- Task details -
Would you please copy the part of the material below that opens with the line containing "Locate the tree" and closes with the line containing "Locate the brim"? Copy it exactly, and only it.

- Records -
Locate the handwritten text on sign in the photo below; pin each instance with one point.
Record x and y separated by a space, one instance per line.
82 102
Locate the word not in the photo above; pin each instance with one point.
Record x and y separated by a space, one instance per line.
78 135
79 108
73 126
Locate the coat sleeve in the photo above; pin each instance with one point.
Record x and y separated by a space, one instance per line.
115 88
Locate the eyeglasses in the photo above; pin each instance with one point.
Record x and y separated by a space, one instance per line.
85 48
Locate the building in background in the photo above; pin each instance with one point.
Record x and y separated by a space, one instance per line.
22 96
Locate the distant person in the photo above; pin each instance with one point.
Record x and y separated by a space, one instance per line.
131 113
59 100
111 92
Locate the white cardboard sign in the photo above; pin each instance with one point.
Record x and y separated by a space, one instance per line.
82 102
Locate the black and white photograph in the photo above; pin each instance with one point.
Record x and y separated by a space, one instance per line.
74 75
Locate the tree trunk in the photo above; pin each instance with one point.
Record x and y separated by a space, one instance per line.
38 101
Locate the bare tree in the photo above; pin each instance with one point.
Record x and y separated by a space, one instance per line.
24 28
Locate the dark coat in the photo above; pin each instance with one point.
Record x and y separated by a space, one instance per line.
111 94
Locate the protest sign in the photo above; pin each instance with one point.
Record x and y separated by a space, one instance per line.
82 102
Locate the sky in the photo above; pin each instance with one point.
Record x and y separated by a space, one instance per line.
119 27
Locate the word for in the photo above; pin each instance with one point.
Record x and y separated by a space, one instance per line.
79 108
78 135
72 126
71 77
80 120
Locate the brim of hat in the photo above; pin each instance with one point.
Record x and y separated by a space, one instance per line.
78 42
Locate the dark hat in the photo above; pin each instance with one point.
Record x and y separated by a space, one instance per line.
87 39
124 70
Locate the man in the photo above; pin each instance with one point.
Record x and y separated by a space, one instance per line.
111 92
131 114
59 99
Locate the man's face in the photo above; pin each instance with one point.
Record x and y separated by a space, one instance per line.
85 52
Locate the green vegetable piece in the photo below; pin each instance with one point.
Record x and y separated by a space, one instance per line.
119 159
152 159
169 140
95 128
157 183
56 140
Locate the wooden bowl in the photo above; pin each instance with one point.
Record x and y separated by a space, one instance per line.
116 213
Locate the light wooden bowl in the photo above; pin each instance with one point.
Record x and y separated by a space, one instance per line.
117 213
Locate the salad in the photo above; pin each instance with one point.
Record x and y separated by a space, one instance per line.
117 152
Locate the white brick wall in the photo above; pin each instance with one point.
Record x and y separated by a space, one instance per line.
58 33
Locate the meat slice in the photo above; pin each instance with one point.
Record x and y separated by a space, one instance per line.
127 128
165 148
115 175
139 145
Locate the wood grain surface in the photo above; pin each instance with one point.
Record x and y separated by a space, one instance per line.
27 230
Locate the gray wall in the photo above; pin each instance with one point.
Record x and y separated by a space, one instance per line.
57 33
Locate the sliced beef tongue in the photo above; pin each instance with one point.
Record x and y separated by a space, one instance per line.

- Response to the exercise -
Locate the tree trunk in the photo above; pin each instance with one point.
Record x and y separated by a space, one instance per line.
38 101
Locate the bare tree in the photo above; pin each instance with one point.
Record x and y separated by a space, one instance per line.
24 28
Locate the dark coat in the photo above; pin each instance with one point.
Record x and y separated by a space, one instance per line.
111 94
Locate the protest sign in the photo above; pin each instance with one point.
Record x and y separated by a space, one instance per line.
82 102
Locate the sky in the photo above; pin each instance with one point.
Record x and y separated by a space, one instance per line.
119 27
Locate the word for in the photo above; pin each instance with one point.
Record x and y separated by a space, one instance per line.
79 108
78 135
72 126
71 77
80 120
Locate the brim of hat in the photo above; pin each instance with one point.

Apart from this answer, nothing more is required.